Arbeitsauftrag >> Kannst du die Zeilen von der Zeile mit „Target: white office tower“ bis zur Zeile mit „Locate the innermost point of each instance of the man“, beide eingeschlossen, in eine JSON-Liste von Strings umwandeln, mit einem String pro Zeile und ohne Leerzeilen?

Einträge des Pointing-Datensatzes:
* * * *

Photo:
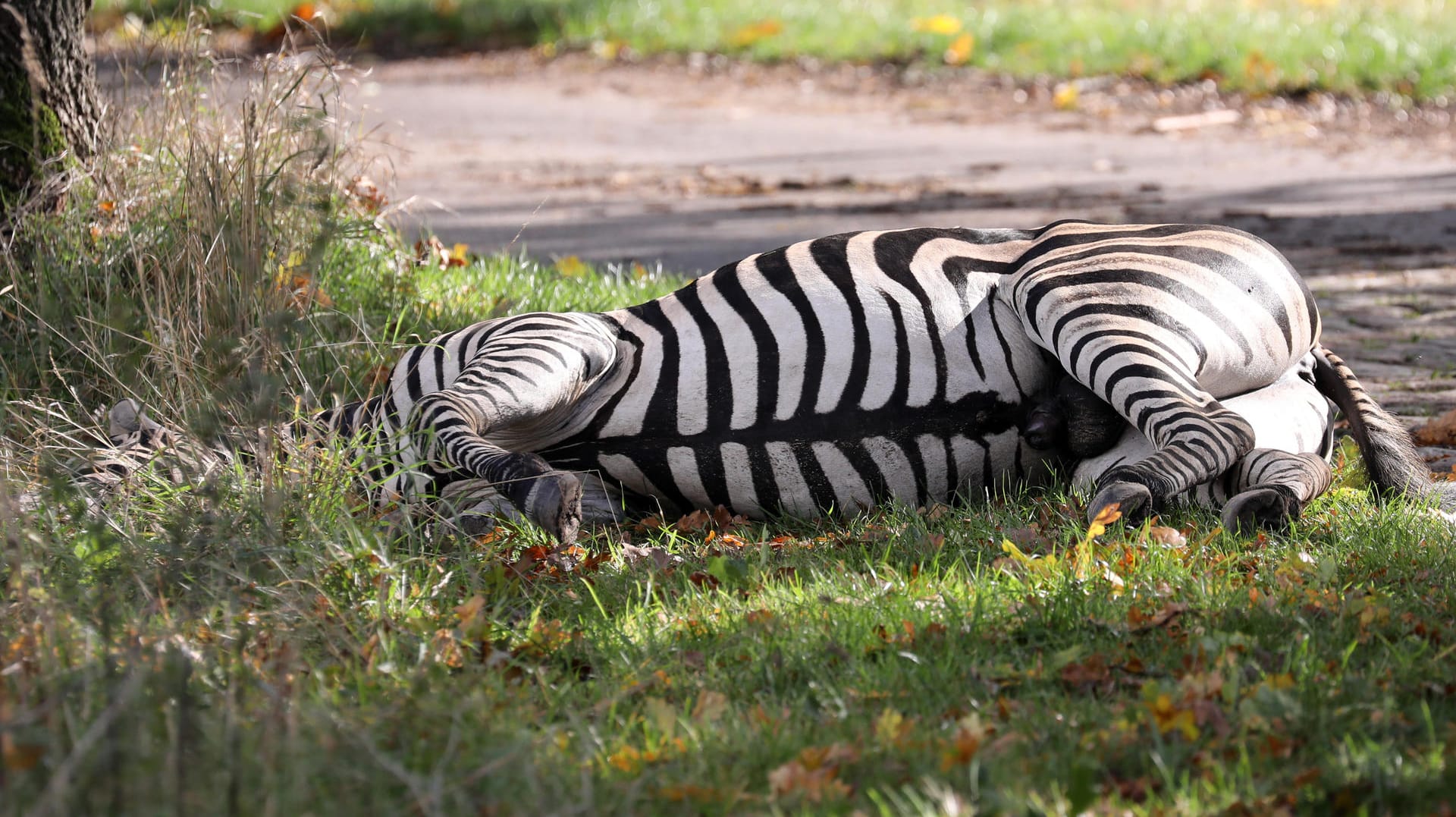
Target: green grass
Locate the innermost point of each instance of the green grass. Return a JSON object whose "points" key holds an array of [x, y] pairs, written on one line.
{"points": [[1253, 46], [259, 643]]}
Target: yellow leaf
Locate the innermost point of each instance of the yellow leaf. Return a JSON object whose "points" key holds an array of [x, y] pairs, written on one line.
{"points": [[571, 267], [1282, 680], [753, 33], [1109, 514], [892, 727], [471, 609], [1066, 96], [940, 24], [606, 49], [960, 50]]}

* * * *

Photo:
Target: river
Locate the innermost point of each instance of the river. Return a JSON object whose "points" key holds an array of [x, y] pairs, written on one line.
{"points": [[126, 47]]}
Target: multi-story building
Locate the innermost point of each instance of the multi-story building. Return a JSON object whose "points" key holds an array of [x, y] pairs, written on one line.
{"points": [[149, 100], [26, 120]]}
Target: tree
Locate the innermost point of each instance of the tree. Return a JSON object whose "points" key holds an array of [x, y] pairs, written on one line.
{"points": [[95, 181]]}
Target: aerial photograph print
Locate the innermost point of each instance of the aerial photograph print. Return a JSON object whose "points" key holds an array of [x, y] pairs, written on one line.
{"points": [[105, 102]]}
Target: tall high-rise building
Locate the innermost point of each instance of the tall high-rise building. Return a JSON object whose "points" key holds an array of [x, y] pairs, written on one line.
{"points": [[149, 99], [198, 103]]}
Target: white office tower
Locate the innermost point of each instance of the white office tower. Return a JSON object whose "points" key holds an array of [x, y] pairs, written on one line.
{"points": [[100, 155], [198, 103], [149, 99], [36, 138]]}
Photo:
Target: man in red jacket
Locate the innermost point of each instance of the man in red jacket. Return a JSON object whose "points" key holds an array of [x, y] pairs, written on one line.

* * * *

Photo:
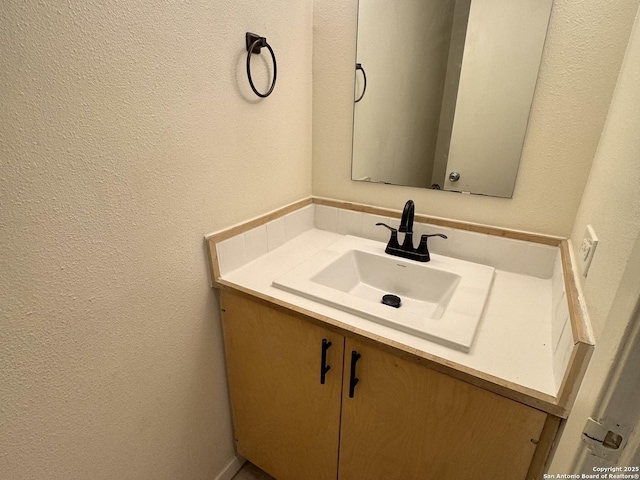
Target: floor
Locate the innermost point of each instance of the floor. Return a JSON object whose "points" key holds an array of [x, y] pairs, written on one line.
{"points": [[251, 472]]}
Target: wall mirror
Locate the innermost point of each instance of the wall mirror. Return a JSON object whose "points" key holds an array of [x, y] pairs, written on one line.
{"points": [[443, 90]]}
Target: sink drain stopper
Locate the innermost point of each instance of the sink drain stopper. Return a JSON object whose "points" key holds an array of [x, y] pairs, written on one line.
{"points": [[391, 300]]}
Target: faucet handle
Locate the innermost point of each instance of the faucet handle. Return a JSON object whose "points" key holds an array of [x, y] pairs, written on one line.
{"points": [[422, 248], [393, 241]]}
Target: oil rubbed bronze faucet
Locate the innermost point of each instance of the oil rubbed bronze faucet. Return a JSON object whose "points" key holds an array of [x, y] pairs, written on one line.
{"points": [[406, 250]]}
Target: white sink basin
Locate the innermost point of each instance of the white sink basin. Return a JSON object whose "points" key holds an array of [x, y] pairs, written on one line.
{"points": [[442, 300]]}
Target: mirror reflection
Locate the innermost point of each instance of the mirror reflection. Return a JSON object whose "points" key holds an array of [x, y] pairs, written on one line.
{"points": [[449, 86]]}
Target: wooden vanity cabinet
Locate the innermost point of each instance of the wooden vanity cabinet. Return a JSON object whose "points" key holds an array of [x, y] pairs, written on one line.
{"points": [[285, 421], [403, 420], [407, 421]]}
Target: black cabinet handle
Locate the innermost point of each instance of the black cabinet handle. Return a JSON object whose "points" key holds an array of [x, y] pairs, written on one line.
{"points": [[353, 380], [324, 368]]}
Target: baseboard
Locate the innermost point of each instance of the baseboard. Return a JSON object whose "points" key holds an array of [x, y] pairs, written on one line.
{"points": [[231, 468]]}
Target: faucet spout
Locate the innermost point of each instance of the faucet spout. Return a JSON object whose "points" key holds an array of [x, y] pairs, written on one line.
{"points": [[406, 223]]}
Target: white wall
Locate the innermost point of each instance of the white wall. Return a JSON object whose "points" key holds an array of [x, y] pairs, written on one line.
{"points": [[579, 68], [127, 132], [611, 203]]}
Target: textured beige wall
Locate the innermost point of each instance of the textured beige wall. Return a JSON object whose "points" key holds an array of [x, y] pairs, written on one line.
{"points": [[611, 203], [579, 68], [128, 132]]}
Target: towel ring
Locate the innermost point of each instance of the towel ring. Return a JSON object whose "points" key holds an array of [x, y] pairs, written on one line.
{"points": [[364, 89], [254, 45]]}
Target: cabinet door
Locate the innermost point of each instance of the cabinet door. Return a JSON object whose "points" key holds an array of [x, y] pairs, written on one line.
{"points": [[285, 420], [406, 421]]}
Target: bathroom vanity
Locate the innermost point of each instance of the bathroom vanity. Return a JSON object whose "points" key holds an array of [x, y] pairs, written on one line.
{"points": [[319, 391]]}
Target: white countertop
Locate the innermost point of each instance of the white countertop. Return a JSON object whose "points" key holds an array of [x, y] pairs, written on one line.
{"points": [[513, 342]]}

* * * *

Ergebnis >>
[
  "Target: white office tower",
  "Locate the innermost point of each instance of the white office tower. Return a JSON object whose \"points\" key holds an array of [x, y] pairs, written on one line.",
  "{\"points\": [[100, 155], [198, 103], [149, 99], [36, 138]]}",
  "Photo:",
  "Target: man in red jacket",
  "Locate the innermost point of each instance of the man in red jacket. Return a JSON object whose \"points\" key holds an array of [x, y] pairs, written on one line."
]